(Records from a collection)
----

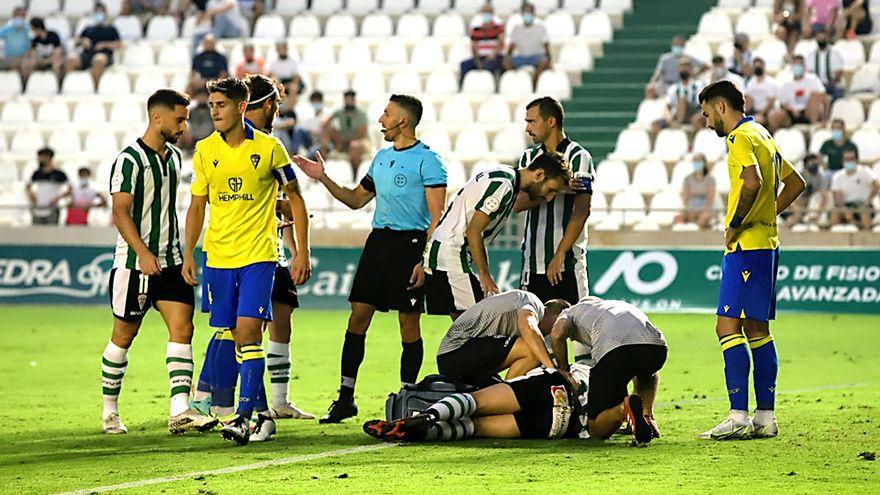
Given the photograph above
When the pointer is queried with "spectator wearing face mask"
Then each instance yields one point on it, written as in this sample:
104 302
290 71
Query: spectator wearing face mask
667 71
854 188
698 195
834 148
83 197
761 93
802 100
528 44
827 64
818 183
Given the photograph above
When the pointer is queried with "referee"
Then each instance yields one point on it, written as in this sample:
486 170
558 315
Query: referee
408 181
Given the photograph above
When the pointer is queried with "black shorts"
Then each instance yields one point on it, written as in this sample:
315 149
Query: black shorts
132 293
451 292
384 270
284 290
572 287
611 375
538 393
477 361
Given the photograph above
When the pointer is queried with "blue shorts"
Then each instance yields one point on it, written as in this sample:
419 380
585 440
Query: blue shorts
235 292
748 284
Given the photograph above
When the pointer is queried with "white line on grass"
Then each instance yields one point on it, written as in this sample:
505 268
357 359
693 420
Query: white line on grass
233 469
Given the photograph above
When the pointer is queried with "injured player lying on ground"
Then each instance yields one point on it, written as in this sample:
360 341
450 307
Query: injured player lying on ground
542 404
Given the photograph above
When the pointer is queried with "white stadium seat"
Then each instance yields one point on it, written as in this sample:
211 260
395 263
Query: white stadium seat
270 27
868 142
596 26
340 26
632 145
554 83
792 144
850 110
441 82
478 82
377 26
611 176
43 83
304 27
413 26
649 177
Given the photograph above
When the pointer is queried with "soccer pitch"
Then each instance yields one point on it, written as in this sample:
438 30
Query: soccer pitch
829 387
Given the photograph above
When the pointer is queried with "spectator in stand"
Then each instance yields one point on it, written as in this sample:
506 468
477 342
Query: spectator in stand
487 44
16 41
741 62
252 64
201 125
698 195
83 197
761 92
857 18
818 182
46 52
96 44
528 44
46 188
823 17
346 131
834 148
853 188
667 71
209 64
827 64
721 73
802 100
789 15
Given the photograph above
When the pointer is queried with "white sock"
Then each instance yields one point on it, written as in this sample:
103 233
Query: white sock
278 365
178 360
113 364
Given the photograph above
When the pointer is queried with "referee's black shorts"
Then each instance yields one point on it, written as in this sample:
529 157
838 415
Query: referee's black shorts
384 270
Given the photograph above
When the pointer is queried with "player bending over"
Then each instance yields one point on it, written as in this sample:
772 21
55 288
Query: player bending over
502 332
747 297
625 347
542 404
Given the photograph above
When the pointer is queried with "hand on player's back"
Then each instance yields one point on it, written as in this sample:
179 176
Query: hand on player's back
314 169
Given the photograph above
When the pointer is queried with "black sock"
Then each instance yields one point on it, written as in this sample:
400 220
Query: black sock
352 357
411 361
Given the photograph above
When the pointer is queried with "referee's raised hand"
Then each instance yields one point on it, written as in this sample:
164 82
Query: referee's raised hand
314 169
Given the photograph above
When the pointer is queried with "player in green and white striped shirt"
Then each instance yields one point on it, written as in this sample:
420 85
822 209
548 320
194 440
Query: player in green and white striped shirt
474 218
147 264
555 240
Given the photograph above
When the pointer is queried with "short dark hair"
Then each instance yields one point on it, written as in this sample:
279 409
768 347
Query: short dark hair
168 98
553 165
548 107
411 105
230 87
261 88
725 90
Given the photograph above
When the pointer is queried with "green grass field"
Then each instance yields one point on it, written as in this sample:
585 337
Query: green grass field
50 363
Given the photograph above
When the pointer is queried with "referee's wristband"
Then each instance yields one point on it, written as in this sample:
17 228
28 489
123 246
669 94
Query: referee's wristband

----

* [ABOUT THIS EXERCISE]
Output each record above exactly as written. Skip any pictures.

* [ANSWER FOR THIS EXERCISE]
Given the photograph above
When the pointer is queried with "spectator wearing face mask"
Then each instance yields one point on it, written as in this sample:
104 302
290 71
Query: spectator wearing face mask
667 71
854 188
698 195
834 148
83 197
761 93
802 100
528 44
827 64
818 183
Given the photograph above
When the pointer is queried with "referee"
Then each instance yields one point on it, written as in this sample:
486 170
558 315
Query: referee
408 181
Given the photograph above
When the pointer is queried with "black shorts"
Then each instance yields one point on it, written as in this sample:
315 149
Query: black shorts
132 293
451 292
384 270
284 290
572 287
611 375
538 393
477 361
Given the photograph above
When the pointer is queried with "blue shorts"
Then each instance yields one point on it, written as in this sample:
419 380
585 440
Query: blue shorts
235 292
748 284
Given the photograph above
When the pointer is queried with "white line on grass"
Then each instance yields one point on it, written as in this sample:
505 268
357 359
693 420
Query: white line on grass
233 469
Given the photograph above
When the pointer is queried with "injured player lying on ground"
Then each instance yields one point on it, written as in this sample:
360 341
450 307
Query: injured player lying on ground
542 404
Given the photograph above
When the pointer is queried with "white stadium seat"
Then each instance yields one point on it, written as in this sample:
211 260
395 263
Query: white stadium seat
270 27
868 142
596 26
340 26
632 145
554 83
792 144
850 110
441 82
478 82
377 26
611 176
43 83
304 27
413 26
649 177
Given the photograph above
When the pointer is queried with "soccer pitch"
Then each instance yields one point on it, written as in this sample:
438 30
Query: soccer pitch
829 387
Given the photograph above
When the pointer is queried with "spectator in stand"
Then each instance yields one point on it, written as in this sample:
506 468
477 342
Query: spectator in stand
487 44
16 41
741 62
252 64
201 125
698 195
83 197
761 92
857 18
818 182
46 52
96 44
528 44
46 188
823 17
346 131
834 148
853 188
667 71
209 64
827 64
721 73
802 100
789 15
Given the photograph above
When the pointer is queried with "white sock"
Then each instance yields one point on it, written as in this sample:
103 233
Query: white sock
278 365
178 360
113 364
Given the photograph above
When the pointer is queried with "referee's black shorts"
Then each instance yields one point on it, written as in this sample:
529 157
838 415
Query: referee's black shorts
384 270
Given the photograph above
When the pointer is queried with "player bending over"
Then each instance yields one point on it, written as in this sample:
772 21
55 288
Query: player bending over
502 332
747 297
625 347
542 404
Given the photograph above
When the pointer is queried with "hand on player's back"
Then each instance yields one point on it, written as in this sample:
179 176
Query: hand on player's back
314 169
Given the photograph above
When the pointer is queried with "black sock"
Then each instance yields one point on it, written as in this sample:
400 220
Query: black sock
352 357
411 361
Given the photograph above
When the pointer is queried with "referee's raised hand"
Then each instance yields one point on it, written as in this sample:
164 82
Query: referee's raised hand
314 169
Given the photograph above
When the pointer is queried with "player in green and white striped shirt"
Then each instance yields one point on it, written as in this sample:
420 85
822 209
548 320
194 440
Query: player in green and white striped shirt
474 218
147 264
555 240
Given the photograph above
When the pointer is queried with "short dark hair"
Then each instance yields one point on it, written as in this sample:
279 409
768 347
Query: short dark hair
168 98
553 165
548 107
411 105
230 87
261 88
725 90
Given the photograph above
When the pointer is queried with "green grass field"
Then each instance yields one point on it, written as in this sample:
585 337
Query: green grass field
50 363
Given the photograph above
When the pointer is queried with "referee's wristband"
Then each instance yields one point on it, written as in this sample:
17 228
28 489
123 246
669 94
Query: referee's wristband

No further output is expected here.